- _Document_:

((

Last year, regulations requiring tobacco companies to sell cigarettes and rolling tobacco in plain packaging i.e. standardised packs without branding and covered in graphic health warnings, were enforced in the UK.
In 2015, the WHO-backed Tobacco Atlas, called for extending plain packaging to alcohol and some food and drink products, and in 2016, Public Health England released a report calling for plain packaging to be considered for alcohol.
A report produced by Brand Finance reveals that eight major brand-owning companies would lose a total of $187 billion should plain packaging be mandated for other FMCG products, with alcohol and sugary drinks brands most vulnerable. The Coca-Cola Company and PepsiCo are among those corporations with most value at risk; $47.3 and $43.0 billion respectively, equal to 24% and 27% of their total enterprise values.
Entire brand portfolios of companies specialising in alcoholic drinks, such as Heineken, AB InBev, and Pernod Ricard, would fall within the scope of the legislation, jeopardising future revenue streams. There could be a potential loss of $293 billion for the beverage industry globally.
The estimates refer to the loss of value derived specifically from brands and do not account for further potential losses resulting from changes in price and volume of the products sold, or illicit trade. Therefore, the total damage to businesses affected is likely to be higher.

))

- _Exercise instructions_:
a: Summarize the passage on plain packaging in two sentences.
b: Return the stretch of the passage on plain packaging from "Last year, regulations" through "considered for alcohol.", copied word for word.

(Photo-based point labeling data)
((

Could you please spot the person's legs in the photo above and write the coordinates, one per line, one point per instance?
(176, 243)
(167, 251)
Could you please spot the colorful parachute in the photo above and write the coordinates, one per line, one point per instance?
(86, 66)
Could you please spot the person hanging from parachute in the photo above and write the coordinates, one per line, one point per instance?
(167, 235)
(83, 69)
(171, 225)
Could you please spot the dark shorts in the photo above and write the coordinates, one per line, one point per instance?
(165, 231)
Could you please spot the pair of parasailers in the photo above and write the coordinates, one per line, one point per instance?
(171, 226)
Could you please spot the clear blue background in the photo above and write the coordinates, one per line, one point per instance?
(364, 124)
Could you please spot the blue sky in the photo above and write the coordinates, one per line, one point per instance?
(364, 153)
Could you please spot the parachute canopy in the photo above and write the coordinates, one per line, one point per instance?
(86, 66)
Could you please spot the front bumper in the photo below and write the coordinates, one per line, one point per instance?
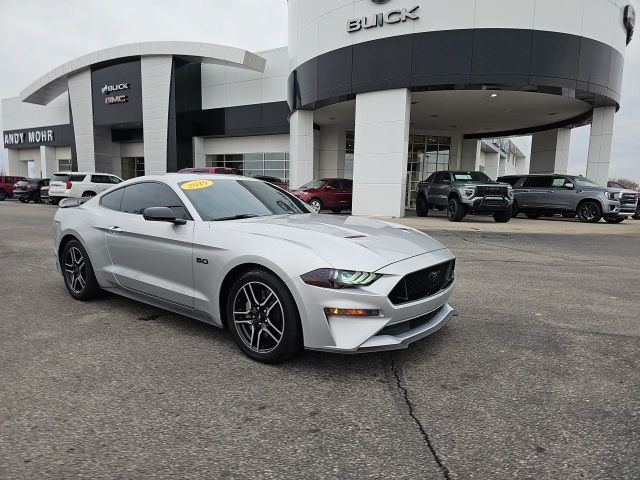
(396, 327)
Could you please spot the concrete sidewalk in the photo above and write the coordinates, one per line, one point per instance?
(482, 223)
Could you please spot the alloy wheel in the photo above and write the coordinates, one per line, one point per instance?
(75, 269)
(258, 317)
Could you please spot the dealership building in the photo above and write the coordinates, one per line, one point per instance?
(382, 91)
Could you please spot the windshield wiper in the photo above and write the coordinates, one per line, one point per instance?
(236, 217)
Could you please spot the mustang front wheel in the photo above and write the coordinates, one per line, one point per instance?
(263, 317)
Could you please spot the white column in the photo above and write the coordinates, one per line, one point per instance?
(48, 162)
(470, 155)
(550, 151)
(156, 86)
(199, 158)
(381, 149)
(600, 144)
(301, 148)
(13, 157)
(333, 144)
(82, 111)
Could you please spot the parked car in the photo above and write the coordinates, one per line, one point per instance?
(273, 181)
(239, 253)
(213, 170)
(29, 189)
(333, 194)
(462, 193)
(79, 184)
(571, 196)
(6, 185)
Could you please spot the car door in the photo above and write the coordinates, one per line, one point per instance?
(535, 192)
(564, 194)
(153, 258)
(439, 189)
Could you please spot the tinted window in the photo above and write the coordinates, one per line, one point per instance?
(112, 200)
(100, 178)
(137, 198)
(226, 199)
(538, 182)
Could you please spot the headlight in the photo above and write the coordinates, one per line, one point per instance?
(611, 195)
(330, 278)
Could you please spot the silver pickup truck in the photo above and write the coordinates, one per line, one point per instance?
(463, 193)
(571, 196)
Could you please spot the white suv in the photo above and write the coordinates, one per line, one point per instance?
(79, 184)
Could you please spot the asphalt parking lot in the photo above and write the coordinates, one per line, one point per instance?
(538, 377)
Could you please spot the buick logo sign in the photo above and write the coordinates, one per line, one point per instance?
(107, 89)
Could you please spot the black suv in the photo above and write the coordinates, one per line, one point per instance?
(28, 190)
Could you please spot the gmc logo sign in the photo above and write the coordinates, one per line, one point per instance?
(106, 89)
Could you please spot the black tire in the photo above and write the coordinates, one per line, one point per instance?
(316, 204)
(589, 212)
(422, 207)
(504, 216)
(283, 337)
(75, 263)
(455, 211)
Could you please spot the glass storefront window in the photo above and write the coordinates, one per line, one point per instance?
(252, 164)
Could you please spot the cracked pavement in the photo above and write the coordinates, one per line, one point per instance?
(539, 376)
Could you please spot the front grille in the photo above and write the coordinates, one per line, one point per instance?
(628, 198)
(404, 327)
(484, 191)
(423, 283)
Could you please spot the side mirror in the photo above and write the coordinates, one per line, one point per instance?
(162, 214)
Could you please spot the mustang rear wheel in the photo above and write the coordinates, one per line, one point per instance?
(78, 273)
(263, 317)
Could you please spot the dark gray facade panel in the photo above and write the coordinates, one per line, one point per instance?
(129, 112)
(510, 59)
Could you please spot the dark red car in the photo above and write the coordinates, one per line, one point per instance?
(6, 185)
(333, 194)
(212, 170)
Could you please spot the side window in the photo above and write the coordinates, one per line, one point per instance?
(140, 196)
(538, 182)
(100, 179)
(113, 200)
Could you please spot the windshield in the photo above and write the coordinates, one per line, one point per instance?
(314, 184)
(217, 200)
(585, 182)
(471, 177)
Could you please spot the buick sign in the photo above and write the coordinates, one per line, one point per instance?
(379, 20)
(629, 21)
(106, 89)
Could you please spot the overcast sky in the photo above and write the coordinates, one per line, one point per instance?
(39, 35)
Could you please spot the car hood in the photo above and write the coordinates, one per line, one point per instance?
(349, 243)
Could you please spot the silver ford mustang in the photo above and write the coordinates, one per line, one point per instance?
(243, 254)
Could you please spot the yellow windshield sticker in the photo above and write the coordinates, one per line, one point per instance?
(196, 185)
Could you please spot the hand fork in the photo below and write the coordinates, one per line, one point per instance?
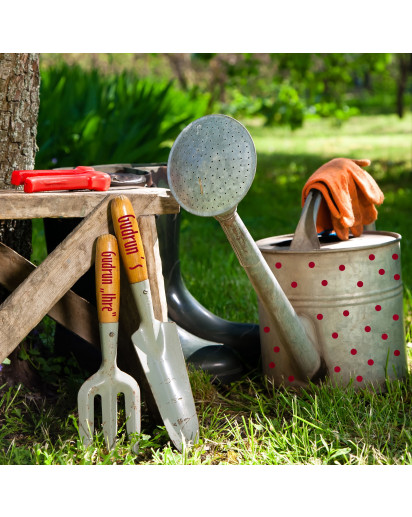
(109, 380)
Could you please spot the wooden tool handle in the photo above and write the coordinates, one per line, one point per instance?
(107, 267)
(129, 238)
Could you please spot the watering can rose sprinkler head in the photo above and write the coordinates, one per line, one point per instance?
(210, 169)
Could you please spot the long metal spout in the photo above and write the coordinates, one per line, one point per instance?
(271, 295)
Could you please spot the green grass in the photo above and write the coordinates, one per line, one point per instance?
(250, 422)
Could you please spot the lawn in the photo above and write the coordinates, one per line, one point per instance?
(250, 422)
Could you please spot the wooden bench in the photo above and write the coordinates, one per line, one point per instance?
(37, 291)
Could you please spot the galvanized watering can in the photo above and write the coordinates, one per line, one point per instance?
(349, 296)
(329, 309)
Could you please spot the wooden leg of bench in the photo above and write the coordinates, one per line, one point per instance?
(72, 311)
(35, 296)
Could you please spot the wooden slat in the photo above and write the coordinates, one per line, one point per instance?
(72, 311)
(21, 205)
(147, 225)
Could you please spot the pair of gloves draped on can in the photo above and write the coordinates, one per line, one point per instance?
(349, 196)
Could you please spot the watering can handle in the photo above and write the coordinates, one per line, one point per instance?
(306, 235)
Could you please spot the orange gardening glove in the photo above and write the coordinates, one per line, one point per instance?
(349, 195)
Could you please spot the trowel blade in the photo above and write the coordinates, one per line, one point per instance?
(165, 369)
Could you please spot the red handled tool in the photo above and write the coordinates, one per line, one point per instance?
(81, 177)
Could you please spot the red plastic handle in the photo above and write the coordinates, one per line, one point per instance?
(19, 177)
(90, 181)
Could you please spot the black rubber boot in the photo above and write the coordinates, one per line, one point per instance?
(242, 339)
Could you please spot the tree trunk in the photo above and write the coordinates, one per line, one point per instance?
(19, 107)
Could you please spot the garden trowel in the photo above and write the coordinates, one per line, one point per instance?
(156, 343)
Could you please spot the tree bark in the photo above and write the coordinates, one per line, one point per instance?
(19, 107)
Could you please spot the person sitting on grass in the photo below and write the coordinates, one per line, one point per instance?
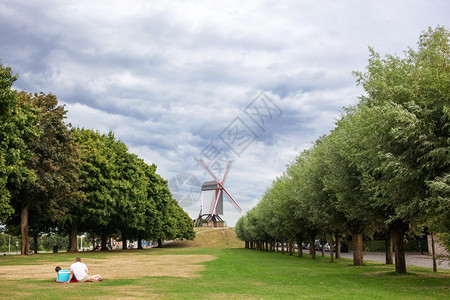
(62, 275)
(80, 271)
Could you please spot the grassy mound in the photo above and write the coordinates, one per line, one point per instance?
(211, 238)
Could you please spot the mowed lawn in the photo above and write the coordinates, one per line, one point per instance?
(196, 273)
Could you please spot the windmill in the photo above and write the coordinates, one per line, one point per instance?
(212, 199)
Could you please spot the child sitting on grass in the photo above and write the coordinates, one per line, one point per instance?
(62, 275)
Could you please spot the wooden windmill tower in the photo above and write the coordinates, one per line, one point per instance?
(212, 200)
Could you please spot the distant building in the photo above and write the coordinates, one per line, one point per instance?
(439, 248)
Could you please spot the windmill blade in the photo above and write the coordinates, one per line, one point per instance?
(226, 172)
(215, 201)
(233, 201)
(206, 168)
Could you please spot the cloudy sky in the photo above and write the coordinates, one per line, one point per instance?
(253, 81)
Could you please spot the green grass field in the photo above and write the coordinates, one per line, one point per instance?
(228, 274)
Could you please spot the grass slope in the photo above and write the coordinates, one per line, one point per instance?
(211, 238)
(233, 274)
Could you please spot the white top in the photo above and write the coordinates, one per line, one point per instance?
(79, 270)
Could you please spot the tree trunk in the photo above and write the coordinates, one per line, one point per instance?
(433, 252)
(104, 240)
(389, 253)
(299, 247)
(124, 241)
(36, 242)
(323, 249)
(73, 239)
(140, 241)
(357, 241)
(338, 247)
(398, 229)
(331, 248)
(25, 249)
(312, 247)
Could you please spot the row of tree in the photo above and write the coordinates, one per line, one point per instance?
(385, 167)
(54, 178)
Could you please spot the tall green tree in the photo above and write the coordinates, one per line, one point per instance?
(17, 130)
(54, 161)
(405, 132)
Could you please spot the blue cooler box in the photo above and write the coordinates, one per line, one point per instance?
(63, 275)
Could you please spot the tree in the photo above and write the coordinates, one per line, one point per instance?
(17, 130)
(404, 130)
(54, 161)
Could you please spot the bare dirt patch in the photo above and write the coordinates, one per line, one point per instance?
(115, 267)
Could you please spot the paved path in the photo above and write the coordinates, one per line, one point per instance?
(413, 259)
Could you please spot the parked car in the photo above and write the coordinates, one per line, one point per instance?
(344, 247)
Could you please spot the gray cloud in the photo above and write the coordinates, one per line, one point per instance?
(169, 77)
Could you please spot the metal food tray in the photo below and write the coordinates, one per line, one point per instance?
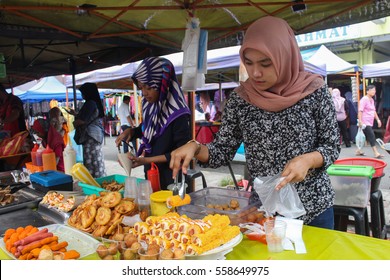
(24, 198)
(54, 214)
(197, 209)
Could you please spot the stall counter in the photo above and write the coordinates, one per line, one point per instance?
(321, 244)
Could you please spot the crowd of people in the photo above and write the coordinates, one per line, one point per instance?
(286, 118)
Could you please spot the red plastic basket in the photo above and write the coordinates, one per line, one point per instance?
(379, 165)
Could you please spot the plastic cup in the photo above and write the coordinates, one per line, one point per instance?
(143, 255)
(275, 232)
(131, 188)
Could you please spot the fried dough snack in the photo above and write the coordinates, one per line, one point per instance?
(102, 215)
(112, 186)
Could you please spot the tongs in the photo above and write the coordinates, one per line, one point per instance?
(179, 190)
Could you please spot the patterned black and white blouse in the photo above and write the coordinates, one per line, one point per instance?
(271, 139)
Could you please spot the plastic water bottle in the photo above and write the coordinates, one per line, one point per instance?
(69, 158)
(144, 192)
(40, 150)
(154, 177)
(49, 159)
(34, 154)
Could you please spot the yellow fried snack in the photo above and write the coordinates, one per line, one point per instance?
(175, 201)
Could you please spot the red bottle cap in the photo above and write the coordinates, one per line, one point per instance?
(48, 150)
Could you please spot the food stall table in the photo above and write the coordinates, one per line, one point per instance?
(321, 244)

))

- _Answers to the problems_:
a: After the UK enforced plain packaging for cigarettes and rolling tobacco, the Tobacco Atlas and Public Health England called for extending it to, or considering it for, alcohol and some food and drink products. A Brand Finance report estimates that eight major brand-owning companies would lose $187 billion in brand value if plain packaging were mandated for other FMCG products, with alcohol and sugary drinks brands most vulnerable and the total damage likely higher because price, volume and illicit trade effects are not counted.

b:
Last year, regulations requiring tobacco companies to sell cigarettes and rolling tobacco in plain packaging i.e. standardised packs without branding and covered in graphic health warnings, were enforced in the UK.
In 2015, the WHO-backed Tobacco Atlas, called for extending plain packaging to alcohol and some food and drink products, and in 2016, Public Health England released a report calling for plain packaging to be considered for alcohol.